====== Data to use

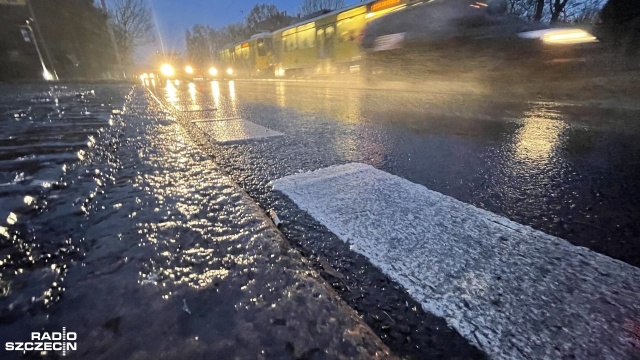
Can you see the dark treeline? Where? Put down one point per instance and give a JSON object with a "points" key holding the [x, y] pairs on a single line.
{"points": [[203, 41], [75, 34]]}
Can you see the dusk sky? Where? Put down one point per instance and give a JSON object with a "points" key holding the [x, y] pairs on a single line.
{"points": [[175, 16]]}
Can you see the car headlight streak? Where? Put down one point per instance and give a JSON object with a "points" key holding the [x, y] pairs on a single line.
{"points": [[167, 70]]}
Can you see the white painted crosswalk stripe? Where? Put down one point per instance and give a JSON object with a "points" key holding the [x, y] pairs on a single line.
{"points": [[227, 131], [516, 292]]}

============
====== Data to use

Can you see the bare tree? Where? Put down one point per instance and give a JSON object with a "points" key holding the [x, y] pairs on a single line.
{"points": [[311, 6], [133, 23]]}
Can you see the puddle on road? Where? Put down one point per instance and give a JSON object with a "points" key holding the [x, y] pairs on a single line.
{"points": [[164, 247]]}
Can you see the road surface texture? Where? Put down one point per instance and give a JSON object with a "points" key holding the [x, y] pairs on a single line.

============

— Exercise objective —
Tally the rows in the material above that include the string "line". Reply with the number alone.

— Written response —
7